Veterans & Military Student Benefits

The largest of a variety of federal programs supporting veteran and service member education is the post-9/11 GI Bill administered by the Department of Veterans Affairs (VA).  Substantial education support is also made available to active-duty service members by the Department of Defense through its Tuition Assistance program.

The Yellow Ribbon program is of particular interest to independent colleges.  This program expands institutional choice for veterans, and offers an excellent example of the ways in which public/private partnerships can help assure a good institutional “fit” for students.  Federal incentives for private colleges to further increase the scholarships veterans receive have made it possible for independent colleges to serve thousands more veterans than otherwise would have been possible.

◆ Dataset content ◆
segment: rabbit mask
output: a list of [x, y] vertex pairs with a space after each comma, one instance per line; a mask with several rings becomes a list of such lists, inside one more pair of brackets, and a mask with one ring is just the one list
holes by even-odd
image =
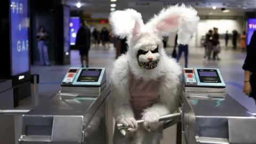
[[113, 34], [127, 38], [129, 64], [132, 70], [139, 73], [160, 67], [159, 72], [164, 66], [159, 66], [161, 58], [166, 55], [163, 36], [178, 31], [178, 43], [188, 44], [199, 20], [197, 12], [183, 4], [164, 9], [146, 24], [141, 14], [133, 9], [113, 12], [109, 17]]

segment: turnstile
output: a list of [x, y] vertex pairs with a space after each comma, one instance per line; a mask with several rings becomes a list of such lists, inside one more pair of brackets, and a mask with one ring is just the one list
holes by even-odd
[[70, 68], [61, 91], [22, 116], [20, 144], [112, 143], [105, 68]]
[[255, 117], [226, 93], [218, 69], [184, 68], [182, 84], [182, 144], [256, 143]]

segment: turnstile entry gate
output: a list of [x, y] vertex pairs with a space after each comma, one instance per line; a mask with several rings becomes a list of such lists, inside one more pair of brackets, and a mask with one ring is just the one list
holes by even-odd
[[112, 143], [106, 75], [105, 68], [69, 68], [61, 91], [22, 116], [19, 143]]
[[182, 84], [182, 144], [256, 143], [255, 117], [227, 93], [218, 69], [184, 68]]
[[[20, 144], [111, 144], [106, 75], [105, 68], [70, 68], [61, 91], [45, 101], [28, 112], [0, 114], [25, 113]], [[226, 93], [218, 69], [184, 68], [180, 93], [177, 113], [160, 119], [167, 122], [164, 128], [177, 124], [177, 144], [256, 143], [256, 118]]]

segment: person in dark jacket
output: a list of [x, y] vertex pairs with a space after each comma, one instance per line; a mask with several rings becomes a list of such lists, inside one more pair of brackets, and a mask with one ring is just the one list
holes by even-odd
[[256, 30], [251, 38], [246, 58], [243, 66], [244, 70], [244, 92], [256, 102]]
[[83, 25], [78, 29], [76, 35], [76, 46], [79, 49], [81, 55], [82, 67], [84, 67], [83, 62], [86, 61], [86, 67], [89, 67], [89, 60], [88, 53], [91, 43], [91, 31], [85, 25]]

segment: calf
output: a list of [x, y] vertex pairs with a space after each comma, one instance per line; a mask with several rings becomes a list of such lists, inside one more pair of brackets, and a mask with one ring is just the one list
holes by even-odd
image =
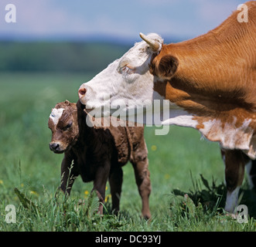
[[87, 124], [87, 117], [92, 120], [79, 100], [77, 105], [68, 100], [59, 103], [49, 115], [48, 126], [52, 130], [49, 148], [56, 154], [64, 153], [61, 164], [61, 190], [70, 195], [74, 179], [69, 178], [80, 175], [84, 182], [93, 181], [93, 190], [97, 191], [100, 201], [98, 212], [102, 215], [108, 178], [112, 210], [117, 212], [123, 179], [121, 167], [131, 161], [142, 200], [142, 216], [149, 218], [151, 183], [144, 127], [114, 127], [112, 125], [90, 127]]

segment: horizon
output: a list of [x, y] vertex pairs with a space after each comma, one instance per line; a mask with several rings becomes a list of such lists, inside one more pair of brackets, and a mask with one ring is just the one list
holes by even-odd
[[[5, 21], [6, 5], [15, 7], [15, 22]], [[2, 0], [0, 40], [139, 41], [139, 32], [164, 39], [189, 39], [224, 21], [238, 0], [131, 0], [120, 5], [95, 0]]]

◆ What you have to do ◆
From the veterans and military student benefits text, return the passage starting at "Veterans & Military" and ending at "Tuition Assistance program.", copied word for word.

◆ Your solution ◆
Veterans & Military Student Benefits

The largest of a variety of federal programs supporting veteran and service member education is the post-9/11 GI Bill administered by the Department of Veterans Affairs (VA).  Substantial education support is also made available to active-duty service members by the Department of Defense through its Tuition Assistance program.